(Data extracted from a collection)
+ + + +

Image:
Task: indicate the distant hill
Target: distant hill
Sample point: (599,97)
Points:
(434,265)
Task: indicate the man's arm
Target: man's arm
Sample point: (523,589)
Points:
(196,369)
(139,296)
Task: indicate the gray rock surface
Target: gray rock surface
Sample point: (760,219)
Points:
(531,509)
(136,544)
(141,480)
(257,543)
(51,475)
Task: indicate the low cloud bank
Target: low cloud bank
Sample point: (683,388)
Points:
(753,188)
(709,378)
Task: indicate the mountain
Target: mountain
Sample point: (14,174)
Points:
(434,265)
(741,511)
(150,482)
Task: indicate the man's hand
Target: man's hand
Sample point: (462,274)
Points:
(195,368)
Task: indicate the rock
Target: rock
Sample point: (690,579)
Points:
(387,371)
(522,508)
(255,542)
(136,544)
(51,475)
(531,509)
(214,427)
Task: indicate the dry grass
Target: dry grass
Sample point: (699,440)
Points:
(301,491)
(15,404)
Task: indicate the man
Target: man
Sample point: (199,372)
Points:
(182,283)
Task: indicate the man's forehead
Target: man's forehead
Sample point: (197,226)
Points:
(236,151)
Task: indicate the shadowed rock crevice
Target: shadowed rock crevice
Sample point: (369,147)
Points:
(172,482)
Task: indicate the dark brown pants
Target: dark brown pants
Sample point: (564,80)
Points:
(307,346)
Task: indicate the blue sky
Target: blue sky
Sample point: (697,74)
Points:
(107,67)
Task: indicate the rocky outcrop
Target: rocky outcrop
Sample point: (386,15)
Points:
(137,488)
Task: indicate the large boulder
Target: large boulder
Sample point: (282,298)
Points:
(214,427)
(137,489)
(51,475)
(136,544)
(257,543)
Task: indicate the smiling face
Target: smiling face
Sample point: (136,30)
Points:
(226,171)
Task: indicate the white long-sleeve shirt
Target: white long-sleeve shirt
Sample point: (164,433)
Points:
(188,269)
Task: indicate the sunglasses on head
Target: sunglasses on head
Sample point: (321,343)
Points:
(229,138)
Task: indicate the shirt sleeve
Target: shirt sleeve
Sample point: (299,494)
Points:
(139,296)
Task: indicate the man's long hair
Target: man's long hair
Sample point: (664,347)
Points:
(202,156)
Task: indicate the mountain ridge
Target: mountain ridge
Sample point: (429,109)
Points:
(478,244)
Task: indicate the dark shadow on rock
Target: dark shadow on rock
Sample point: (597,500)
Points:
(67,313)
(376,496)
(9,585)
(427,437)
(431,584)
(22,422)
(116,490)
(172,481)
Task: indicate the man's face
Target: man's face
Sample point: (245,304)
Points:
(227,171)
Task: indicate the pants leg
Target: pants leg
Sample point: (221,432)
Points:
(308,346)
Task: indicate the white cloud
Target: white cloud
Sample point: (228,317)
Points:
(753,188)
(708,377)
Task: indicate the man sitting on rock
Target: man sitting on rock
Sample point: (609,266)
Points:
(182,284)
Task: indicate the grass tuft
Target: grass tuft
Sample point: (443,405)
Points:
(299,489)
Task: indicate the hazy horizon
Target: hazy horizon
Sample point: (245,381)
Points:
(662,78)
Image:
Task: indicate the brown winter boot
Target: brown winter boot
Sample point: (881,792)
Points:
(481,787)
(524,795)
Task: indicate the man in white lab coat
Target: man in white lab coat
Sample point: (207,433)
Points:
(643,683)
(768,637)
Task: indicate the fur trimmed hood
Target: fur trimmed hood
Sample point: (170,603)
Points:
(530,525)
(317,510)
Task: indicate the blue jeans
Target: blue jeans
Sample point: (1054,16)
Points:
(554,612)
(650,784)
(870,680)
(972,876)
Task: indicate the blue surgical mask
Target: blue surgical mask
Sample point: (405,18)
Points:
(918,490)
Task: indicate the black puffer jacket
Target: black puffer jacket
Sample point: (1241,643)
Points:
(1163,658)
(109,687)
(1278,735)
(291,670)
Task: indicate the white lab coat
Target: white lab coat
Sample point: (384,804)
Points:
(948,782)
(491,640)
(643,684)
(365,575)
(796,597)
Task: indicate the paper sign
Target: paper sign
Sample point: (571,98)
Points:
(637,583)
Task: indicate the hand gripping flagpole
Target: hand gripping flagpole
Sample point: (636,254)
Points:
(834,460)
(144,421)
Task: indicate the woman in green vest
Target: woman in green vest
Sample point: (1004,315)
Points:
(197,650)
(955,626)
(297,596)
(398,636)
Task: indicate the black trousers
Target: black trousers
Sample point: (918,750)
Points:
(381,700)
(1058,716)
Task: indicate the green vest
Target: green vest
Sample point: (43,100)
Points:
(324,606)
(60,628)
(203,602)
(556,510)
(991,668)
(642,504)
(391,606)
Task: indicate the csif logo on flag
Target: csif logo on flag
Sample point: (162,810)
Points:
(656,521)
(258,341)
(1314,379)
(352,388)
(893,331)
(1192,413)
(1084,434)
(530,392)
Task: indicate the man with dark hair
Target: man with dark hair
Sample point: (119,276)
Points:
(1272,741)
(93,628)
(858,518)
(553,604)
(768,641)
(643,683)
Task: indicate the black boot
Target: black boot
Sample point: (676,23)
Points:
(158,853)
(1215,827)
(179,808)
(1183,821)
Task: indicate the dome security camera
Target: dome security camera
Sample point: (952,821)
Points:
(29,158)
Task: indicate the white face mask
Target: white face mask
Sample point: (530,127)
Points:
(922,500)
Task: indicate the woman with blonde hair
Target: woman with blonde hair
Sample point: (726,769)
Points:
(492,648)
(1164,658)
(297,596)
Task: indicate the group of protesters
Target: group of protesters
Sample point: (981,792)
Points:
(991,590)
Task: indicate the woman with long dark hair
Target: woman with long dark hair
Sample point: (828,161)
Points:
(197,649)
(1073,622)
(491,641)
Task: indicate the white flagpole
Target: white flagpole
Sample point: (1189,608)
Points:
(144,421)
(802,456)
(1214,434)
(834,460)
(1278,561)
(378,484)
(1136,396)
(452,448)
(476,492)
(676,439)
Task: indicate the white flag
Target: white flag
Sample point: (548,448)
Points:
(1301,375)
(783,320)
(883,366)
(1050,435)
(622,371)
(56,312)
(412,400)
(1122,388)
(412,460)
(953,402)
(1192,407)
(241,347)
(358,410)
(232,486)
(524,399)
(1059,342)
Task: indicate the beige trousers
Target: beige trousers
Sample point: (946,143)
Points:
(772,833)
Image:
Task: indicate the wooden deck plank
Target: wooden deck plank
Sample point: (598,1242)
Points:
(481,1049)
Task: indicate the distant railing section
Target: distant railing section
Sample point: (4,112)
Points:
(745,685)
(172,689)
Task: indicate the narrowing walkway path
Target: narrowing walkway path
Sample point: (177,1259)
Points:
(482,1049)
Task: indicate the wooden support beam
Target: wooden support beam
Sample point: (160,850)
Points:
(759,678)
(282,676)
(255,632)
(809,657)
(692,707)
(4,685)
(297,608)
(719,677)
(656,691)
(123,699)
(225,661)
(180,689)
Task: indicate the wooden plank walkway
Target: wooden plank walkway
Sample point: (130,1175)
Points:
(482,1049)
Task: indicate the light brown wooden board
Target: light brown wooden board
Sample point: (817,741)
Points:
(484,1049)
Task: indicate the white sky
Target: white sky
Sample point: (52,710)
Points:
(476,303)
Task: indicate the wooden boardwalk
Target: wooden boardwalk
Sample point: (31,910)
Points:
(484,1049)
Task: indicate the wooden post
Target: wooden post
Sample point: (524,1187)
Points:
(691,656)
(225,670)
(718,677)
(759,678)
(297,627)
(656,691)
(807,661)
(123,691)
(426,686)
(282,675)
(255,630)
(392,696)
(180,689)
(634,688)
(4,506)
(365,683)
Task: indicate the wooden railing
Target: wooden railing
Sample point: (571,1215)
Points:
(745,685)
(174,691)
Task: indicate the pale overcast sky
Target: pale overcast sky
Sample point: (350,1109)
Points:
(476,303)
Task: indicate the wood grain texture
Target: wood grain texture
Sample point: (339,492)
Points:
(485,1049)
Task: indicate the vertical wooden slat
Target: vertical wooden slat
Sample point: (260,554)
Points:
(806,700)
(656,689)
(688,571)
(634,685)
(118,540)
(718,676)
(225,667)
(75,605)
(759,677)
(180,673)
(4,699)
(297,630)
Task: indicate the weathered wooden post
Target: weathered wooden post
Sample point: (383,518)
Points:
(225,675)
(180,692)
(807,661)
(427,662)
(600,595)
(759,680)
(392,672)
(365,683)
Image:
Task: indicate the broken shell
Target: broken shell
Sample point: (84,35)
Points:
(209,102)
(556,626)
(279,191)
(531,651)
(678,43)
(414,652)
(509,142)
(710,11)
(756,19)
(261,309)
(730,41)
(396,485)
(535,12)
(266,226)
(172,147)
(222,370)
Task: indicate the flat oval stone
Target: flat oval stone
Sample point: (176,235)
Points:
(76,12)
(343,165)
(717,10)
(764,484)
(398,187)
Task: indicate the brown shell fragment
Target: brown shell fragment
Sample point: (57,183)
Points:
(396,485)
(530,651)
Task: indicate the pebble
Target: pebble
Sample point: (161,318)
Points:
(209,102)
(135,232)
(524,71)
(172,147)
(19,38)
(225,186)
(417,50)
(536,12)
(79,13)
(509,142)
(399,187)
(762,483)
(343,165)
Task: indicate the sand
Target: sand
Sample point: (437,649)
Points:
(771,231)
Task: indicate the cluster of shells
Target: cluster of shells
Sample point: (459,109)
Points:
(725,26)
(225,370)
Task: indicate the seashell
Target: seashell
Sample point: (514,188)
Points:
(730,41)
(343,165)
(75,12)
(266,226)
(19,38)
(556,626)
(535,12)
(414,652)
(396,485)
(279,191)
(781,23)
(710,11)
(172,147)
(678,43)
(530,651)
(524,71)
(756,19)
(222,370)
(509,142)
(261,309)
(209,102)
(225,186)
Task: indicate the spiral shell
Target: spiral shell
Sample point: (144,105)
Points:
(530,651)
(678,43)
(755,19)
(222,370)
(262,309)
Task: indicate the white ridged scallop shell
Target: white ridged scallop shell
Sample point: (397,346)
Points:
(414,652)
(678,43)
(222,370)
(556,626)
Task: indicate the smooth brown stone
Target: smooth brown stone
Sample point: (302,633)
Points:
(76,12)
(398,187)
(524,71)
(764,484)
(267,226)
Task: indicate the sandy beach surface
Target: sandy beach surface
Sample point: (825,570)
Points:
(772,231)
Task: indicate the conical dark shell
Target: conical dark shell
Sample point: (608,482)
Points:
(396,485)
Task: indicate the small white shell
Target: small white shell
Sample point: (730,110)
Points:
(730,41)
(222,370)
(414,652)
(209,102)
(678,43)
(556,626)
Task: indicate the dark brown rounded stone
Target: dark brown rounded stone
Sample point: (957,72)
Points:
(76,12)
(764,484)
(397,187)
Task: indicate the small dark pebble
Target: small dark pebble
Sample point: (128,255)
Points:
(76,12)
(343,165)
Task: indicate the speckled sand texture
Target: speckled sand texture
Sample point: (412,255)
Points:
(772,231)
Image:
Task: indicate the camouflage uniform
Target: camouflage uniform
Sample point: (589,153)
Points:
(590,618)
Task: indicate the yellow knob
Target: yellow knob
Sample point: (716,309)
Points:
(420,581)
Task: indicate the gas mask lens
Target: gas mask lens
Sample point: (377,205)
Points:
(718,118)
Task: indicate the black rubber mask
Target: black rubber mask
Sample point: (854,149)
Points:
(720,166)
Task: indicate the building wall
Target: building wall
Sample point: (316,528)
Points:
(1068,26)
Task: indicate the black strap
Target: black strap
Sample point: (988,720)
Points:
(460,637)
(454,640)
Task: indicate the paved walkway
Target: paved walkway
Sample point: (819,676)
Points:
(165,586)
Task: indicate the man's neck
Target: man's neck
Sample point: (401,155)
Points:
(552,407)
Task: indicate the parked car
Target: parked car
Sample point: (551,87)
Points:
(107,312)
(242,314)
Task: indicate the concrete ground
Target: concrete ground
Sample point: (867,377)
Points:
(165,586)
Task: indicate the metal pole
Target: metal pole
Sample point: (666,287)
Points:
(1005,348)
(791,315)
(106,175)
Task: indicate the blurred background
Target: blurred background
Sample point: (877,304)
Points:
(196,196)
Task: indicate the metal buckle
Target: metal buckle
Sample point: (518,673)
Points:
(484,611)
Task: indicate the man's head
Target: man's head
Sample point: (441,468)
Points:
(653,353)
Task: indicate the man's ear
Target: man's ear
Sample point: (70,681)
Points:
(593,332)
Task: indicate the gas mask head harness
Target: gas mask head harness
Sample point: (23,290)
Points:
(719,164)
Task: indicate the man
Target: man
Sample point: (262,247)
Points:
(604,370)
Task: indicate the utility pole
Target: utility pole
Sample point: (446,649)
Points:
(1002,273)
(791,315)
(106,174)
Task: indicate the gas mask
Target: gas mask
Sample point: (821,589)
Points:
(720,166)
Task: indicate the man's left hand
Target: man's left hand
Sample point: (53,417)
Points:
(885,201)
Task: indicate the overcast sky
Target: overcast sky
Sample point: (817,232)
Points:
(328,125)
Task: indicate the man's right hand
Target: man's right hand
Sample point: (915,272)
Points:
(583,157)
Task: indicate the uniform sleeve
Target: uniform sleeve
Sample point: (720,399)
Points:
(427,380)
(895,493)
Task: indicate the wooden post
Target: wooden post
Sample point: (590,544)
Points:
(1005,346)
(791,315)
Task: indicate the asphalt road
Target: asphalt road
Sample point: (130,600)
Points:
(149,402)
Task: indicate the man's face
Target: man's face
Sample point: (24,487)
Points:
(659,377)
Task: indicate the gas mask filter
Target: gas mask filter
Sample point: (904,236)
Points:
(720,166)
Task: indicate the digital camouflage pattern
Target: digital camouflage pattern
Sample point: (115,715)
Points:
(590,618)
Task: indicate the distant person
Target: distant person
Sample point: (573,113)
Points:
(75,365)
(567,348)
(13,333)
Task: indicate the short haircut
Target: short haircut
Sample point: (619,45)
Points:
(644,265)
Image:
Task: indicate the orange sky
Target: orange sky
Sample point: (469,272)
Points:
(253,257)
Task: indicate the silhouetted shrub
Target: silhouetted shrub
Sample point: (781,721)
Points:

+ + + +

Task objective: Lines above that have "boot": copy each of them.

Exercise response:
Task: indicate the brown winter boot
Target: brown winter boot
Task: indicate the black boot
Target: black boot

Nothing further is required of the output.